Énoncé A:
Comptez les lignes des entrées ci-dessous qui contiennent le mot « small », en respectant la casse, puis indiquez uniquement ce nombre.

Texte fourni:
C’est pourquoi nous vous demandons de porter un second regard objectif et important sur la question et de rejeter le projet de loi.

Je vous remercie d’avoir pris le temps de m’avoir écouté.

Le président : Merci, monsieur Moen.

Monsieur Broder, vous avez la parole.

Cal Broder, président et chef de la direction, BFH Corp. : Bonjour, mesdames et messieurs les sénateurs. Je vous remercie de me donner l’occasion de participer à cette conversation, parce qu’il s’agit d’un sujet très important pour notre pays.

Je vais adopter une approche légèrement différente, car je ne suivrai pas un texte déjà préparé; j’aimerais vous parler du produit dont tout le monde semble s’inquiéter, à savoir le bitume de l’Alberta.

Si j’adopte une telle approche, c’est parce que je suis un homme d’affaires et un entrepreneur qui prend des risques et qui dirige une entreprise légèrement différente de celles des autres témoins que vous avez entendus. Même si je suis en faveur des pipelines, je crois que le monde a besoin d’énergie. Nous ne délaisserons pas le pétrole. Nous en aurons besoin en permanence parce que le pétrole permet de créer les autres produits de notre quotidien. Je suis également d’avis que nous avons besoin de tous les modes de transport, mais nous devons en assurer la sécurité et la rentabilité pour que nous puissions tous en tirer fierté. Étant moi-même un Albertain de quatrième génération, je pense que c’est déjà ce que nous faisons.

Énoncé B:
Rédigez la suite de la transcription ci-dessus, consacrée aux pipelines et au bitume de l'Alberta, en reprenant immédiatement après sa dernière phrase.

(Données recueillies)
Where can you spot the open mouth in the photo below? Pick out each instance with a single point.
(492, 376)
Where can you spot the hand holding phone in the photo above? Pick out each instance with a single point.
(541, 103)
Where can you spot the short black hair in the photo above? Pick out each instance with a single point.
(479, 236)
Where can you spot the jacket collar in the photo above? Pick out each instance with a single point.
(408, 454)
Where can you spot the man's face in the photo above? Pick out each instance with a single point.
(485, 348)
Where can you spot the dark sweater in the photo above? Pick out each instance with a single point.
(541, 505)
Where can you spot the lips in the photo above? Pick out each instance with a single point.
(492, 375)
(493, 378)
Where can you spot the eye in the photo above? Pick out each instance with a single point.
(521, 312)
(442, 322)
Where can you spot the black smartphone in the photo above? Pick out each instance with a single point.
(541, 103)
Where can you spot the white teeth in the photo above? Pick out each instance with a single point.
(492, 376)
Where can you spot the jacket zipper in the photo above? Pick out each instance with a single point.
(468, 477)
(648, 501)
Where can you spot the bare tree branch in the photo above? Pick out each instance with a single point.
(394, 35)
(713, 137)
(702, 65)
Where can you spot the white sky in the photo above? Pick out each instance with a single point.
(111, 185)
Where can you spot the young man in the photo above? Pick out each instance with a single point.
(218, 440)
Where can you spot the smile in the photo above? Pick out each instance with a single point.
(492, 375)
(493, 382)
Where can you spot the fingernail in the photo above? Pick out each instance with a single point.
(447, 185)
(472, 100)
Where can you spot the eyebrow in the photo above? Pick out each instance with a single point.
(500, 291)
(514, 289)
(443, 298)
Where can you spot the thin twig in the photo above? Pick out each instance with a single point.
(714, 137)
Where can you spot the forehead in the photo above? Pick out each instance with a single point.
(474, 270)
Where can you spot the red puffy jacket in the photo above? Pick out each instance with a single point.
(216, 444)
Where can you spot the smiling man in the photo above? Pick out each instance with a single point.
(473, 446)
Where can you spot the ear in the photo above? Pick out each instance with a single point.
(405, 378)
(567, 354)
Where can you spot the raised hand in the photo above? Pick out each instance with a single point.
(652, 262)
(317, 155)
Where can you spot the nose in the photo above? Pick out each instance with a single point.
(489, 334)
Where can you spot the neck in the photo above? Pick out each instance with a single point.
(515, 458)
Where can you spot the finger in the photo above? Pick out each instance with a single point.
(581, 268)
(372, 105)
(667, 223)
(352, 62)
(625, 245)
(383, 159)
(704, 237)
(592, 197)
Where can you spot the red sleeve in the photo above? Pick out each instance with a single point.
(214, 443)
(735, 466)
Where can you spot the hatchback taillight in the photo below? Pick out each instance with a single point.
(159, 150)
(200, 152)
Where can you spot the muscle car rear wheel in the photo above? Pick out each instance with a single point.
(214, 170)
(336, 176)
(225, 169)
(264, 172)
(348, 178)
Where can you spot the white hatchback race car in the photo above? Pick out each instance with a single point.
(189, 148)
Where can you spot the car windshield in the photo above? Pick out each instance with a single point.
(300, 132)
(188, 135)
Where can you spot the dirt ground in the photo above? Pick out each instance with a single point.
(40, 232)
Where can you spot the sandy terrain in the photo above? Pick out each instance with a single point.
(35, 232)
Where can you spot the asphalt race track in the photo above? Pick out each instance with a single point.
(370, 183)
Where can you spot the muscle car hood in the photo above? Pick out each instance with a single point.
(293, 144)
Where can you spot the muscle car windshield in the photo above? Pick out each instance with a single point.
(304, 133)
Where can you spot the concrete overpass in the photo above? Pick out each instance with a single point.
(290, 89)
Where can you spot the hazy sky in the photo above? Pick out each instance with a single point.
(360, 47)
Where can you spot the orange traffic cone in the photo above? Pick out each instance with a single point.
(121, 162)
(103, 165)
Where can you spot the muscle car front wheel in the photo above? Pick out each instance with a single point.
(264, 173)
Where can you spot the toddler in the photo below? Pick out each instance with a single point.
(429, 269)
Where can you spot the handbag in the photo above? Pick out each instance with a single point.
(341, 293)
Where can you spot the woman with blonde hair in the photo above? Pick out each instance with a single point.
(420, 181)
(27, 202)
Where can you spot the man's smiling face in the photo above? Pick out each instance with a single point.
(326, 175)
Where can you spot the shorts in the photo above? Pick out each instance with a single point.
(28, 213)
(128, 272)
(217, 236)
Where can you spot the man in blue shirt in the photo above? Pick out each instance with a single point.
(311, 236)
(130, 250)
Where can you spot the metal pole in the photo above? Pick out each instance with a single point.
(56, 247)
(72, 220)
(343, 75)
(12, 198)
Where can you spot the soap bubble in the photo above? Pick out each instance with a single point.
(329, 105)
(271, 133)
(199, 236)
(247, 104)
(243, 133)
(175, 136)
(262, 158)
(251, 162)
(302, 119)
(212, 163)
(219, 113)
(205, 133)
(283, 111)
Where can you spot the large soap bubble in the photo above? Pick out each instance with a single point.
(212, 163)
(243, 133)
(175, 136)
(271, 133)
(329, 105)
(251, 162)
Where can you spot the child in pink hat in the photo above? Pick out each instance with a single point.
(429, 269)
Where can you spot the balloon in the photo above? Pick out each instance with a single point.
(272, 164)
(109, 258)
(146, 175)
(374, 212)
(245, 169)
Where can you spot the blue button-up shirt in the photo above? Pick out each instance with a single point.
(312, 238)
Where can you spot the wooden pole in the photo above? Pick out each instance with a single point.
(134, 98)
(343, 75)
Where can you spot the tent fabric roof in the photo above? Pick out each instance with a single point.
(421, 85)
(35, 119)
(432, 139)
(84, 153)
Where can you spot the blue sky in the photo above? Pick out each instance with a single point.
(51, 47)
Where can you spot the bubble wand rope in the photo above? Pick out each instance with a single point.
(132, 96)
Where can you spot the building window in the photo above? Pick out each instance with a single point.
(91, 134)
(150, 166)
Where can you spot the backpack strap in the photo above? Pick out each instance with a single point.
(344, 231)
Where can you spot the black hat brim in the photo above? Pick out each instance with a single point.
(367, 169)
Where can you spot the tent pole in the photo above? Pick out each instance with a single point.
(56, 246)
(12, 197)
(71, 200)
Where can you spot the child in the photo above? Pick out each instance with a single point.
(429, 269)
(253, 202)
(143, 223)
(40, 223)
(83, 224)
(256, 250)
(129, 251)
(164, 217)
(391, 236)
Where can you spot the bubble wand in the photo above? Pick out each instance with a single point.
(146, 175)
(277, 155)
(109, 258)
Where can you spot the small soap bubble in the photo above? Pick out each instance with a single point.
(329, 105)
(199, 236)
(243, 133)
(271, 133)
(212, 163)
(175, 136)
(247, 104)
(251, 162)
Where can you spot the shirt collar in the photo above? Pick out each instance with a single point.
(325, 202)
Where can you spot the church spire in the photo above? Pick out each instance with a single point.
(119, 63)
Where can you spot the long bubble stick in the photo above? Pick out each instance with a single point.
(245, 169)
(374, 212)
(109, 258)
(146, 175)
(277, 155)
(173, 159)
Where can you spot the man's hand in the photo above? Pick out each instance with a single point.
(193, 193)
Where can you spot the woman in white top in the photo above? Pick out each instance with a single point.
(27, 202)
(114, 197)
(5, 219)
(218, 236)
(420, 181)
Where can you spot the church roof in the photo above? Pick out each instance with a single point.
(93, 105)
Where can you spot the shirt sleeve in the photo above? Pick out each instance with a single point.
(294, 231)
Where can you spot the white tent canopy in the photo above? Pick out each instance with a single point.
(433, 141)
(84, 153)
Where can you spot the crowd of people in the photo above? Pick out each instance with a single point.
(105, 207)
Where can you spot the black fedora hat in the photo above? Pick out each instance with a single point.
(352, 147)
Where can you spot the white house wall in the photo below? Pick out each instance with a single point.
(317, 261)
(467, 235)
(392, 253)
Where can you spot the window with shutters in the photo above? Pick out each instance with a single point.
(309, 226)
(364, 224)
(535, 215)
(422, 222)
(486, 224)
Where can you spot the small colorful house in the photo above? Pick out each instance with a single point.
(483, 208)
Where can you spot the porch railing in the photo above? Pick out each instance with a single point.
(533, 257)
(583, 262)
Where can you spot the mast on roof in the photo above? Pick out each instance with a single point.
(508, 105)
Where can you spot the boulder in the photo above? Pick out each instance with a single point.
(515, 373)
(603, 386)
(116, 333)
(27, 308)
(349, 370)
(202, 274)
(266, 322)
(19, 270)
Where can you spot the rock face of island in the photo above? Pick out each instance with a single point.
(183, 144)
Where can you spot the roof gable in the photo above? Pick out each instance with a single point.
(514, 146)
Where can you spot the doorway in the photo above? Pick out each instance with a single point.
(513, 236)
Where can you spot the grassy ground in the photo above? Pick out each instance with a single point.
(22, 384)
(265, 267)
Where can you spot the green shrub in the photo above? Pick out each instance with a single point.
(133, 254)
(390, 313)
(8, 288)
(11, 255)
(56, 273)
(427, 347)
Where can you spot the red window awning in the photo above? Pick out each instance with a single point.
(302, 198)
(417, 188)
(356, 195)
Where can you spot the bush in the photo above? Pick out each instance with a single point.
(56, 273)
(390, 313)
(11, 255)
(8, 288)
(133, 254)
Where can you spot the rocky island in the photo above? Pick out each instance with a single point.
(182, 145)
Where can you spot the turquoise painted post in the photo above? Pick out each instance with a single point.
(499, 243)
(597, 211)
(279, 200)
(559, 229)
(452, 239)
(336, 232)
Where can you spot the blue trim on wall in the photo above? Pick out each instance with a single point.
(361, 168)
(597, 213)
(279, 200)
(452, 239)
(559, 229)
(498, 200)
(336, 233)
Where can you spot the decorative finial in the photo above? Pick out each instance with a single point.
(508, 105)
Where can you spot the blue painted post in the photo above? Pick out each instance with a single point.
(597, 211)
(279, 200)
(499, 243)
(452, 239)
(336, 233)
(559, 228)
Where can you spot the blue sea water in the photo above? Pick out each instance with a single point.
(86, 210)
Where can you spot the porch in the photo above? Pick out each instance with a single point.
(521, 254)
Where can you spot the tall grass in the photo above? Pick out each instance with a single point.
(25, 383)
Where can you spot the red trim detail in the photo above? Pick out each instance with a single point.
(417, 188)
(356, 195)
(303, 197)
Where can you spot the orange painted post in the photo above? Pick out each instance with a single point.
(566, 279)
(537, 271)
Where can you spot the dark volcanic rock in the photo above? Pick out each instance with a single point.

Résultat A:
2

Résultat B:
Oui, des améliorations s’imposent, et l’industrie fait des progrès. Je ne travaille pas dans l’industrie pétrolière; je suis un fournisseur de technologies en matière de traitement. Je ne suis pas ici pour vous parler de notre processus, mais je vous ai remis quelques documents sur nos activités. Je voudrais plutôt m’attarder sur le produit parce que c’est ce qui est unique. Le produit de Fort McMurray caractérise principalement la production dans l’Ouest canadien, même si le bassin sédimentaire de l’Ouest canadien produit environ un million ou un million et demi de barils par jour, selon les normes de certaines personnes.

Ce qui est intéressant, toutefois, c’est le pétrole produit à Fort McMurray. Cette ressource est enfouie dans le sol, à l’état solide. J’en ai apporté un échantillon, et voici ce qui se passe si j’essaie de le verser sur mon collègue ici. C’est le pétrole brut le plus sûr au monde, sans exception. Je vais le faire circuler. Vous pouvez le pétrir, le toucher, le palper. C’est le pétrole brut le plus sûr au monde parce qu’il s’agit d’un produit non réglementé et non dangereux. Cette matière ne tuera même pas les poissons si on la laisse tomber accidentellement dans le milieu aquatique. Je l’avais avec moi ce matin lorsque j’ai pris l’avion à Edmonton. Certains de mes employés l’ont toujours en leur possession lors de leurs déplacements par avion dans l’Ouest canadien.

Là où je veux en venir, c’est que l’Alberta a deux types de pétrole — le pétrole lourd et le pétrole léger classique, comme celui dans le bassin sédimentaire de l’Ouest canadien. Le pétrole lourd de Fort McMurray est différent de celui de Cold Lake ou de Peace River. À Fort McMurray, le pétrole existe sous forme solide dans le sol, et il peut donc être transporté sans danger.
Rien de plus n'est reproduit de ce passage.